**Problem description**
Using the records below, find every line that includes "with" and copy it.

**Dataset records**
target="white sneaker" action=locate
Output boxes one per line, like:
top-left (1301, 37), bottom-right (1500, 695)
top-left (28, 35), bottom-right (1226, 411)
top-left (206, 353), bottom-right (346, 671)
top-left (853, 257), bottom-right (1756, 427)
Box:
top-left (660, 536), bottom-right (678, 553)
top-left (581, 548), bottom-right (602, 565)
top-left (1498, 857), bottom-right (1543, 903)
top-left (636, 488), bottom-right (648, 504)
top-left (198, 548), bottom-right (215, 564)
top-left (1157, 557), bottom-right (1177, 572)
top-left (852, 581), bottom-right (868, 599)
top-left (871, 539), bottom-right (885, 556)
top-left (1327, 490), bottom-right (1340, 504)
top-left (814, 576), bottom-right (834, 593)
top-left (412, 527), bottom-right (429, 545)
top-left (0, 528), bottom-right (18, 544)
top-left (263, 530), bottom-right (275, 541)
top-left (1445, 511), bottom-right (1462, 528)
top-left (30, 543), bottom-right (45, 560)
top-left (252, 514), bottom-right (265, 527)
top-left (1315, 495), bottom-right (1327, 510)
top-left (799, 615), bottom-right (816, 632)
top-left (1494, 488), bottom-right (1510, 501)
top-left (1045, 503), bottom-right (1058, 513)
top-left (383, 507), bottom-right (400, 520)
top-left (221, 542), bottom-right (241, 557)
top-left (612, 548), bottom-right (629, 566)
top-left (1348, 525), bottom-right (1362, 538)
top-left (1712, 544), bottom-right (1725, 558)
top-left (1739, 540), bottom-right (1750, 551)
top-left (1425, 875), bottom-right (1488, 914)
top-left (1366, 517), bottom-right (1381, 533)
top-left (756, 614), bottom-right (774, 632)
--
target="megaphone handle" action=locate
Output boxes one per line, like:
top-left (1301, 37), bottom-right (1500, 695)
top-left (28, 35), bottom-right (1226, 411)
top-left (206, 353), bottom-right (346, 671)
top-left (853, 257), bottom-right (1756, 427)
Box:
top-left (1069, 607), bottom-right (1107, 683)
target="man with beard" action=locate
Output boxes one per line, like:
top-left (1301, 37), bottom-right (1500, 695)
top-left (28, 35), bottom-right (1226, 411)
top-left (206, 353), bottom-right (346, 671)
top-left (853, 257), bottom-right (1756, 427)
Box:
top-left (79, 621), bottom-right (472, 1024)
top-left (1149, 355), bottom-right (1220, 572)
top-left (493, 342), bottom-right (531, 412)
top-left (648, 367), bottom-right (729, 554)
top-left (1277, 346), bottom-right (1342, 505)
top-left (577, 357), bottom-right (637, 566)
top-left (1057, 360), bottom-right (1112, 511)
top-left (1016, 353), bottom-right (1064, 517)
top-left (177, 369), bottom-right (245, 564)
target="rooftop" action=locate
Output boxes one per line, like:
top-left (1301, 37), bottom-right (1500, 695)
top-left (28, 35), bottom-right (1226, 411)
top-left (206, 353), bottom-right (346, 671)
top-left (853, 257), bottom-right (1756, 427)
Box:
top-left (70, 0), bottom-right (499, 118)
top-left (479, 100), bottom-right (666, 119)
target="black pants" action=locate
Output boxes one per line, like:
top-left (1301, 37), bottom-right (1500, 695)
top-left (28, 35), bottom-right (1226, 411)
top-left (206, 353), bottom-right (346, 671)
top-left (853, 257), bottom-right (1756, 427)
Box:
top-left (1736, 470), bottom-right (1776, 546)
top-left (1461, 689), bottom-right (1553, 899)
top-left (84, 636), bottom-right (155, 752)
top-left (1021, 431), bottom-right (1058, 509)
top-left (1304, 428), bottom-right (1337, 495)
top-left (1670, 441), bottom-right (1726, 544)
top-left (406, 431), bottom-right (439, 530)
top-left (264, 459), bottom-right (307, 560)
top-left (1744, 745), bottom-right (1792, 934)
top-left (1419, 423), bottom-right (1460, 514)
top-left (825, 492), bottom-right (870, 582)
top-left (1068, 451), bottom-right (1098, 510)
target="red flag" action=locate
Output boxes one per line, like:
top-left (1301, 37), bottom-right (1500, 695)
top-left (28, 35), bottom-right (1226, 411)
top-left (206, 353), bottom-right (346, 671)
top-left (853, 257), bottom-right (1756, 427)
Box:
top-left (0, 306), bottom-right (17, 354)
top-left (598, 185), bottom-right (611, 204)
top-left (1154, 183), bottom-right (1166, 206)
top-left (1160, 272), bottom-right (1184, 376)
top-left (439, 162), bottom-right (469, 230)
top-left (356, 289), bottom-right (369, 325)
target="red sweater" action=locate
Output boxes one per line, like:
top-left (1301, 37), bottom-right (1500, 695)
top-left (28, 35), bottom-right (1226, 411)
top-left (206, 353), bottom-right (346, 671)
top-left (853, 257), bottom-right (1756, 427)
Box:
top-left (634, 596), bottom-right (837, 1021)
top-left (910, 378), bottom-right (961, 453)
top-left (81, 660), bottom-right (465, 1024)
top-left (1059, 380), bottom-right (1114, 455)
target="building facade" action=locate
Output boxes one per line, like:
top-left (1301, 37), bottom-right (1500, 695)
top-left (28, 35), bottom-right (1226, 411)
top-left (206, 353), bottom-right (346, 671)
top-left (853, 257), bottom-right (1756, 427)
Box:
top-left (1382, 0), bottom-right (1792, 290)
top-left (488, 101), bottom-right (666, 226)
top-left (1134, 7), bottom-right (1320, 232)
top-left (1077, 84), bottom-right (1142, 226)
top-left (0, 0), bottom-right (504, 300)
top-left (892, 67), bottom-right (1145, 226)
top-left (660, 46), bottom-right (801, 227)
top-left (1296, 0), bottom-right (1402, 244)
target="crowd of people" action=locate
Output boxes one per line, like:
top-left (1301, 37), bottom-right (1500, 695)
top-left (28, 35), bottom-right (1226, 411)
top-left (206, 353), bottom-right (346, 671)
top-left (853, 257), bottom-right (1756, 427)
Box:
---
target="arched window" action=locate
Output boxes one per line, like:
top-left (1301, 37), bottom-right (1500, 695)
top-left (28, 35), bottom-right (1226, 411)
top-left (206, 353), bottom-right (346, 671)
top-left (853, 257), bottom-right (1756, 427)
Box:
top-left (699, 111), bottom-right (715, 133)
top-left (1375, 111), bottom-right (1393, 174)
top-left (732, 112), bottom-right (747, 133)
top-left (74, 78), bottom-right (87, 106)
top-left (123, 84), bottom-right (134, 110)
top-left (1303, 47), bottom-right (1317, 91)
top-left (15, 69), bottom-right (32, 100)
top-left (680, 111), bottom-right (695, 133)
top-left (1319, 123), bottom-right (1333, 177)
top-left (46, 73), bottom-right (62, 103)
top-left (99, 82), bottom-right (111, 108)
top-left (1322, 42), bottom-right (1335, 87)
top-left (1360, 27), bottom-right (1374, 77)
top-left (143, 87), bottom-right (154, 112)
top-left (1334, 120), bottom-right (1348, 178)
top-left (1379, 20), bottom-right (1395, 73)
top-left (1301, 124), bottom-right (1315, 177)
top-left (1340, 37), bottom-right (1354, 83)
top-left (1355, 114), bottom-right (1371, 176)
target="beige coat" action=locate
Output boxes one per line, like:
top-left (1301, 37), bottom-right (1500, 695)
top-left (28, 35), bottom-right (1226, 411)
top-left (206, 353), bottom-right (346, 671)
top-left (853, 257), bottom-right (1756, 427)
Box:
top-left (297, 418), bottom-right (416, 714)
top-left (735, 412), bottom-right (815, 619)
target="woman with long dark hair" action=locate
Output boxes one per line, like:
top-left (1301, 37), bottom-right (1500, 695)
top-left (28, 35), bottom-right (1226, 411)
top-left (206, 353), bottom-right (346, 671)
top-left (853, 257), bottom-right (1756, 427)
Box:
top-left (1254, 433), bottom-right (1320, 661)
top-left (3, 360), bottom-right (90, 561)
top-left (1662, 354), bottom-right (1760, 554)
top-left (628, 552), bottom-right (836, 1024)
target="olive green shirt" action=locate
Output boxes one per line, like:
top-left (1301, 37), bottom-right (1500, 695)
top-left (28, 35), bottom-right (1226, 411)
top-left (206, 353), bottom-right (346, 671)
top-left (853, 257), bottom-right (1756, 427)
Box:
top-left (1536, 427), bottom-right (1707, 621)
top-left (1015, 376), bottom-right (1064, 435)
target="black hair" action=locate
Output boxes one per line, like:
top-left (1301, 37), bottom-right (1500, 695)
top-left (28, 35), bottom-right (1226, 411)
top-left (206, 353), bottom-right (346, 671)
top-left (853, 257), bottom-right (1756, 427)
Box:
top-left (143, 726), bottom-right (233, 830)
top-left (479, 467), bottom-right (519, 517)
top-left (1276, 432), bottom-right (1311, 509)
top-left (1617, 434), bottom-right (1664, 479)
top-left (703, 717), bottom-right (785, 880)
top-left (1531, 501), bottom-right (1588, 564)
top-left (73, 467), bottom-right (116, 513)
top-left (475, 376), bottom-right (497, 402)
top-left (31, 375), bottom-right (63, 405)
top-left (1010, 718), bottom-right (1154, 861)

**Answer to this task**
target="man with beard" action=locate
target="woman with long dark hair" action=locate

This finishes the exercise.